SET PROBLEM = Copy the whole listing below word for word, every line in its original order, with nothing added, dropped or changed.

* Begin ENTRIES SHOWN *

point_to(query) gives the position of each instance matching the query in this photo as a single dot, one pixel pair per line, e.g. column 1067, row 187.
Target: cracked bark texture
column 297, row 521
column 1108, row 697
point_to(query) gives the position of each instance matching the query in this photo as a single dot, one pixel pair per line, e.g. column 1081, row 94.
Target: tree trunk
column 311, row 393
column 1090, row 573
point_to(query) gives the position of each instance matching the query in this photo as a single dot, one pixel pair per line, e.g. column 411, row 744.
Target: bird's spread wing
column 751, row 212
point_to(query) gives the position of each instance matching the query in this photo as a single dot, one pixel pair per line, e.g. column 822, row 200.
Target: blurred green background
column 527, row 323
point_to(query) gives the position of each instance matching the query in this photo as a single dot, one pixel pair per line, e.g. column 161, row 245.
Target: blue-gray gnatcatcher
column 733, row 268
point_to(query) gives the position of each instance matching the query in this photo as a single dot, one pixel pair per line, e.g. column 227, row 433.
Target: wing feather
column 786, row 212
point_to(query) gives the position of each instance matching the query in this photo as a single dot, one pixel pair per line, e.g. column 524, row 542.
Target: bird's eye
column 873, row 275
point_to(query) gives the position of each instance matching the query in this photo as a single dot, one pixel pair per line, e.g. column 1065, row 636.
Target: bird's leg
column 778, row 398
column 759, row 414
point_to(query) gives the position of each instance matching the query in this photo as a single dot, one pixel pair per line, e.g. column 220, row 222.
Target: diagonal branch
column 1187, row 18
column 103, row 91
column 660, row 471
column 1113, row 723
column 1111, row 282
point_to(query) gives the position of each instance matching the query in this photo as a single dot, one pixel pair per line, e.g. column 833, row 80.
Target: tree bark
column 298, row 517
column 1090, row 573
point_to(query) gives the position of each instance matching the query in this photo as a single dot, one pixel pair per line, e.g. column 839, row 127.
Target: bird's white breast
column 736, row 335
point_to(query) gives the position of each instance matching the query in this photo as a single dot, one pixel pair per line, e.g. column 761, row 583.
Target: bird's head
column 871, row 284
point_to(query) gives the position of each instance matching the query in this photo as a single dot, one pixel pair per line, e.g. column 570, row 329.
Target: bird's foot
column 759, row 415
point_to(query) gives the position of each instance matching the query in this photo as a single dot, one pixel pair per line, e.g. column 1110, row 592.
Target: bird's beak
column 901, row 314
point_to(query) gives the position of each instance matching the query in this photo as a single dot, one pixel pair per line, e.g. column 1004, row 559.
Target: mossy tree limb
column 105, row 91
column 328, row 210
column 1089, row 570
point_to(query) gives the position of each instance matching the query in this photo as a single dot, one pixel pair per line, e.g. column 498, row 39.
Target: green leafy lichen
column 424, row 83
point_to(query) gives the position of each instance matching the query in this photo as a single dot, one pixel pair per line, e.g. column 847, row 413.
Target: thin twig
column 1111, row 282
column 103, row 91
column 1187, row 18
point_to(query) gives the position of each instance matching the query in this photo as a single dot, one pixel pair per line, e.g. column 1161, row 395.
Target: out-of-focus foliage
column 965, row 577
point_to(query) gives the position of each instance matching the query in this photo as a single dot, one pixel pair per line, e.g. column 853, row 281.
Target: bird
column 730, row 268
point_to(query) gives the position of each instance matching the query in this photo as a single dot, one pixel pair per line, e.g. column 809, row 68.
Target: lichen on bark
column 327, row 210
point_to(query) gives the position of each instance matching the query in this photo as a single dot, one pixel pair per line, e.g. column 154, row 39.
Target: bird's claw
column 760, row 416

* End ENTRIES SHOWN *

ANSWER TO THIS TASK =
point_to(query) gives the position of each instance matching the query in this photo as a single dot, one pixel pair per line, e.g. column 1067, row 187.
Target: cracked bark texture
column 297, row 521
column 1108, row 697
point_to(query) gives the position of each instance matching the query in this photo as a single dot, one pixel pair per line, e.g. column 1081, row 94.
Target: tree trunk
column 311, row 393
column 1090, row 573
point_to(query) gives the position of each instance matching the query in this photo as a single dot, one pixel pair per line, e.g. column 411, row 744.
Target: bird's spread wing
column 751, row 212
point_to(query) gives the position of each instance matching the query in this photo as a single dot, one pixel pair per line, e.g. column 822, row 200.
Target: blurred green background
column 527, row 323
point_to(query) gives the position of each instance matching the query in this photo as a single dot, one pixel pair per line, e.g. column 161, row 245.
Target: blue-gray gnatcatcher
column 733, row 268
point_to(query) gives the position of each instance matching the query in this photo as a single dot, one pixel pair per line, e.g. column 227, row 433.
Target: wing feather
column 786, row 212
point_to(query) gives the position of each instance matching the query in this photo as a single dot, one pixel pair per line, e.g. column 524, row 542.
Target: bird's eye
column 873, row 275
point_to(query) gives the position of each instance matching the query in this photo as a single dot, one pixel pair per line, e.g. column 1065, row 636.
Target: bird's leg
column 778, row 398
column 759, row 414
point_to(query) gives the position of each instance matching the query in this photo as a single dot, one pixel pair per line, e.g. column 220, row 222.
Target: diagonal branch
column 1187, row 18
column 103, row 91
column 660, row 471
column 1113, row 723
column 1111, row 282
point_to(query) gives the position of each instance matching the query in this photo as a single dot, one pixel pair per line, e.g. column 833, row 80.
Target: tree bark
column 298, row 517
column 1090, row 573
point_to(query) gives the position of each instance matching the query in this photo as a single dot, one pixel pair per line, e.g. column 839, row 127.
Target: bird's white breast
column 736, row 335
point_to(query) gives the position of each instance matching the query in this photo as a single dot, one pixel pair per line, e.g. column 761, row 583.
Target: bird's head
column 871, row 284
point_to(query) gives the position of each instance matching the query in this photo as a single dot, one pixel pair per line, e.g. column 570, row 329.
Target: bird's foot
column 759, row 415
point_to(query) gives the position of each instance matching the query in this photo as a single dot, one pixel pair per line, e.g. column 1110, row 592.
Target: bird's beak
column 901, row 314
point_to(query) gives the position of each instance matching the query in this photo as a single dot, one pixel pair per line, e.g. column 1004, row 559.
Target: mossy tree limb
column 105, row 91
column 328, row 210
column 1089, row 570
point_to(query) gives the position of each instance matching the query in this photo as a single dot, one pixel pair per line, e.g. column 498, row 39.
Target: green leafy lichen
column 424, row 83
point_to(query) gives the position of each instance matching the query in this photo as a single dot, one pixel pair per line, e.g. column 847, row 413.
Target: thin twig
column 1111, row 282
column 103, row 91
column 1187, row 18
point_to(query) gives the position of each instance matching the query in this photo as a single dot, one pixel pair per line, e.g. column 1161, row 395.
Target: out-of-focus foliage
column 965, row 577
point_to(query) gives the position of each instance matching the query in this photo as a single dot, one pixel pair per line, e.g. column 853, row 281.
Target: bird
column 730, row 268
point_to(query) gives the position of each instance matching the query in this photo as a single dot, one pixel pair per line, e.g. column 809, row 68.
Target: lichen on bark
column 327, row 210
point_to(query) gives the position of each instance matching the query in this photo as a single dot, one pixel pair per line, e.g. column 154, row 39.
Target: bird's claw
column 760, row 416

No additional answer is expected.